- [About this exercise] Each line below needs to be printed again exactly.

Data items
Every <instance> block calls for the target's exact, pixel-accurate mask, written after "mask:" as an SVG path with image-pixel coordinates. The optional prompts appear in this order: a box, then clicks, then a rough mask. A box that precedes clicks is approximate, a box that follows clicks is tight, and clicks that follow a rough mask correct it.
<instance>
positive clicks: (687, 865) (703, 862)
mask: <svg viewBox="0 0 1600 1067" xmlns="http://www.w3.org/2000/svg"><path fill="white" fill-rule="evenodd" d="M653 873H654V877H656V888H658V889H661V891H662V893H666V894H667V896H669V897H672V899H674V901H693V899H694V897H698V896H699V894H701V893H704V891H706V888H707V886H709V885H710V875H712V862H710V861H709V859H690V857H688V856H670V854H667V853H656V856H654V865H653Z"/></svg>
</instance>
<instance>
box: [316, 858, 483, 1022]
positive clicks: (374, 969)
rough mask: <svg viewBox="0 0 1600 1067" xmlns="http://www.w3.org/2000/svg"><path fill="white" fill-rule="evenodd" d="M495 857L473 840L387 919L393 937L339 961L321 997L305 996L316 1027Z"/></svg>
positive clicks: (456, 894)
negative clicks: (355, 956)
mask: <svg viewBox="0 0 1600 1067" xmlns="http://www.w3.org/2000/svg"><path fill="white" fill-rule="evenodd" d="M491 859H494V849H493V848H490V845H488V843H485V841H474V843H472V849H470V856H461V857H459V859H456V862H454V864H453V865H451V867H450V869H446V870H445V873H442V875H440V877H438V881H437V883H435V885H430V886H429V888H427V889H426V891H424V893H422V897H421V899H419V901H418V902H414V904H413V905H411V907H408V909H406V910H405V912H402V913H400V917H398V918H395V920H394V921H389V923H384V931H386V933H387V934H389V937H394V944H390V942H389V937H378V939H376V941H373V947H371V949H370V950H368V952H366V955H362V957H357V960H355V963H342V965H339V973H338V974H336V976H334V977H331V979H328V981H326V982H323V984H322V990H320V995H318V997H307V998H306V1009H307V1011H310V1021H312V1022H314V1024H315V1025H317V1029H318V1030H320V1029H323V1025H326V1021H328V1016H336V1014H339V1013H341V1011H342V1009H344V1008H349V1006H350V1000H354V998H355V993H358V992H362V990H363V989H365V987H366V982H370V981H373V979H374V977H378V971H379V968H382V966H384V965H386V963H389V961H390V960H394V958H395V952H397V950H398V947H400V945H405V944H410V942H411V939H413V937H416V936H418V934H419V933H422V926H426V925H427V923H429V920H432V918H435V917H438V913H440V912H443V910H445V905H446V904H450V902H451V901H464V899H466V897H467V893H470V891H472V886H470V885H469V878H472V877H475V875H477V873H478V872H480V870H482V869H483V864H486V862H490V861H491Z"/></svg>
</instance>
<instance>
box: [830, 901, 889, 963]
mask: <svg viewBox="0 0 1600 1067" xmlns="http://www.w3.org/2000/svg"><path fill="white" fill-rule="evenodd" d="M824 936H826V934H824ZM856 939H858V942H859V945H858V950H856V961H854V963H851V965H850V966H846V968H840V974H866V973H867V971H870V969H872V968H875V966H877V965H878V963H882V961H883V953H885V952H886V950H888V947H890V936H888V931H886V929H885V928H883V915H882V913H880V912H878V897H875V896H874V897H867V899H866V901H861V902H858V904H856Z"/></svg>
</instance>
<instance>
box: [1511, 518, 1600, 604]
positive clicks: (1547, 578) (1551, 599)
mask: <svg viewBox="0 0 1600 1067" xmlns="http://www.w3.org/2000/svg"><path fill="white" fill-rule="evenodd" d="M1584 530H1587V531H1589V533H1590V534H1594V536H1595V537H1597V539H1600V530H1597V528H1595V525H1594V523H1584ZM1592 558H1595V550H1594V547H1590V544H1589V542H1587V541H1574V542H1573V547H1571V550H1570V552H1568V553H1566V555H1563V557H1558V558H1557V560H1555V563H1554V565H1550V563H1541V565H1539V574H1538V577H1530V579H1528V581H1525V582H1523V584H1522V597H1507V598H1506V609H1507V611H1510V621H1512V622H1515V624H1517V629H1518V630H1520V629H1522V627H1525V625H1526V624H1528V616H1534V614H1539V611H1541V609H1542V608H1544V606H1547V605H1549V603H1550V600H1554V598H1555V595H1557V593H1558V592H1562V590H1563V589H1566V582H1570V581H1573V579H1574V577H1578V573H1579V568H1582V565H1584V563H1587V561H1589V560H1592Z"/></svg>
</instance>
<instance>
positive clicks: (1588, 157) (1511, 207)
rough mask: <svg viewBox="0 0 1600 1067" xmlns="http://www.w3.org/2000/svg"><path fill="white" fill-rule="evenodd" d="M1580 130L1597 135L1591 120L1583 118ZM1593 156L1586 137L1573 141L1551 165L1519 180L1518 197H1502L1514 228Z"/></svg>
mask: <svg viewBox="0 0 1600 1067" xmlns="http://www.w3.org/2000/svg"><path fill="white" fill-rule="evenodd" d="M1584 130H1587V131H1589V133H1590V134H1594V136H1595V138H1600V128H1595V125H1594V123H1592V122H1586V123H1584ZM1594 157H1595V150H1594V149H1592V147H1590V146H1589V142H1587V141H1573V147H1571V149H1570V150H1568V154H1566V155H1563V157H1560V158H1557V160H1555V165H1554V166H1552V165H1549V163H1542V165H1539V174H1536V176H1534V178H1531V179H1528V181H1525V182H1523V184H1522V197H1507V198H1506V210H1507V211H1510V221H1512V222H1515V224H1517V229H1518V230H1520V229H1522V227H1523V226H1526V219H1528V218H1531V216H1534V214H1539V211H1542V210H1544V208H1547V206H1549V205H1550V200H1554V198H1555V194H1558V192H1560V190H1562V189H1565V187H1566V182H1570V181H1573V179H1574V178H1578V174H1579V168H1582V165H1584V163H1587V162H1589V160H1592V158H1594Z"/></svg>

- [Output for this exercise]
Every <instance> block calls for the target's exact, pixel-accurate mask, written after "mask:" as an SVG path with image-pixel coordinates. The optional prompts appear in this order: a box, then clicks, then a rough mask. A box that precedes clicks is approximate, a box that follows clicks is tight, and clicks that follow a rough mask correct it.
<instance>
positive clicks: (687, 865) (703, 862)
mask: <svg viewBox="0 0 1600 1067" xmlns="http://www.w3.org/2000/svg"><path fill="white" fill-rule="evenodd" d="M653 873H654V877H656V888H658V889H661V891H662V893H666V894H667V896H669V897H672V899H674V901H693V899H694V897H698V896H699V894H701V893H704V891H706V888H707V886H709V885H710V875H712V862H710V861H709V859H690V857H688V856H670V854H667V853H656V856H654V865H653Z"/></svg>
</instance>
<instance>
box: [316, 858, 483, 1022]
positive clicks: (374, 969)
rough mask: <svg viewBox="0 0 1600 1067" xmlns="http://www.w3.org/2000/svg"><path fill="white" fill-rule="evenodd" d="M495 857L473 840L387 919L393 937L339 961L321 997L305 996L316 1027Z"/></svg>
positive clicks: (456, 894)
negative clicks: (355, 956)
mask: <svg viewBox="0 0 1600 1067" xmlns="http://www.w3.org/2000/svg"><path fill="white" fill-rule="evenodd" d="M491 859H494V849H493V848H490V845H488V843H485V841H474V843H472V849H470V856H461V857H459V859H456V862H454V864H453V865H451V867H450V869H446V870H445V873H442V875H440V877H438V881H437V883H435V885H430V886H429V888H427V889H426V891H424V893H422V897H421V899H419V901H418V902H414V904H413V905H411V907H408V909H406V910H405V912H402V913H400V917H398V918H395V920H394V921H389V923H384V931H386V933H387V934H389V937H394V944H390V942H389V937H378V939H376V941H373V947H371V949H370V950H368V952H366V955H362V957H357V960H355V963H342V965H339V973H338V974H336V976H334V977H331V979H328V981H326V982H323V984H322V990H320V995H318V997H307V998H306V1009H307V1011H310V1021H312V1022H314V1024H315V1025H317V1029H318V1030H320V1029H323V1025H326V1021H328V1016H336V1014H339V1013H341V1011H342V1009H344V1008H349V1006H350V1000H354V998H355V993H358V992H362V990H363V989H365V987H366V982H370V981H373V979H374V977H378V971H379V968H382V966H384V965H386V963H389V961H390V960H394V958H395V952H397V950H398V947H400V945H405V944H410V942H411V939H413V937H416V936H418V934H419V933H422V926H426V925H427V923H429V920H432V918H435V917H438V913H440V912H443V910H445V905H446V904H450V902H451V901H464V899H466V897H467V893H470V891H472V886H470V885H469V878H472V877H475V875H477V873H478V872H480V870H482V869H483V864H486V862H490V861H491Z"/></svg>
</instance>
<instance>
box: [830, 901, 889, 963]
mask: <svg viewBox="0 0 1600 1067" xmlns="http://www.w3.org/2000/svg"><path fill="white" fill-rule="evenodd" d="M824 936H826V934H824ZM856 939H858V942H859V945H858V950H856V961H854V963H851V965H850V966H846V968H840V974H866V973H867V971H870V969H872V968H875V966H877V965H878V963H882V961H883V953H885V952H886V950H888V947H890V936H888V931H886V929H885V928H883V915H882V913H880V912H878V897H875V896H874V897H867V899H866V901H861V902H858V904H856Z"/></svg>
</instance>
<instance>
box: [1511, 518, 1600, 604]
positive clicks: (1547, 578) (1551, 599)
mask: <svg viewBox="0 0 1600 1067" xmlns="http://www.w3.org/2000/svg"><path fill="white" fill-rule="evenodd" d="M1584 530H1587V531H1589V533H1590V534H1594V536H1595V537H1597V539H1600V530H1597V528H1595V525H1594V523H1584ZM1592 558H1595V550H1594V547H1590V544H1589V542H1587V541H1574V542H1573V547H1571V550H1570V552H1568V553H1566V555H1563V557H1558V558H1557V560H1555V563H1554V565H1550V563H1541V565H1539V574H1538V577H1530V579H1528V581H1525V582H1523V584H1522V597H1507V598H1506V609H1507V611H1510V621H1512V622H1515V624H1517V629H1518V630H1520V629H1522V627H1525V625H1526V624H1528V616H1534V614H1539V611H1541V609H1542V608H1544V606H1547V605H1549V603H1550V600H1554V598H1555V595H1557V593H1558V592H1562V590H1563V589H1566V582H1570V581H1573V579H1574V577H1578V573H1579V568H1582V565H1584V563H1587V561H1589V560H1592Z"/></svg>
</instance>
<instance>
positive clicks: (1588, 157) (1511, 207)
rough mask: <svg viewBox="0 0 1600 1067" xmlns="http://www.w3.org/2000/svg"><path fill="white" fill-rule="evenodd" d="M1580 130L1597 135L1591 120L1583 118ZM1593 156L1586 137L1573 141L1551 165L1519 180L1518 197H1502L1514 228Z"/></svg>
mask: <svg viewBox="0 0 1600 1067" xmlns="http://www.w3.org/2000/svg"><path fill="white" fill-rule="evenodd" d="M1584 130H1587V131H1589V133H1590V134H1594V136H1595V138H1600V128H1595V125H1594V123H1592V122H1586V123H1584ZM1594 157H1595V150H1594V149H1592V147H1590V146H1589V142H1587V141H1573V147H1571V149H1570V150H1568V154H1566V155H1563V157H1560V158H1557V160H1555V165H1554V166H1552V165H1549V163H1542V165H1539V174H1536V176H1534V178H1531V179H1528V181H1525V182H1523V184H1522V197H1507V198H1506V210H1507V211H1510V221H1512V222H1515V224H1517V229H1518V230H1520V229H1522V227H1523V226H1526V219H1528V218H1531V216H1534V214H1539V211H1542V210H1544V208H1547V206H1549V205H1550V200H1554V198H1555V194H1558V192H1560V190H1562V189H1565V187H1566V182H1570V181H1573V179H1574V178H1578V174H1579V168H1582V165H1584V163H1587V162H1589V160H1592V158H1594Z"/></svg>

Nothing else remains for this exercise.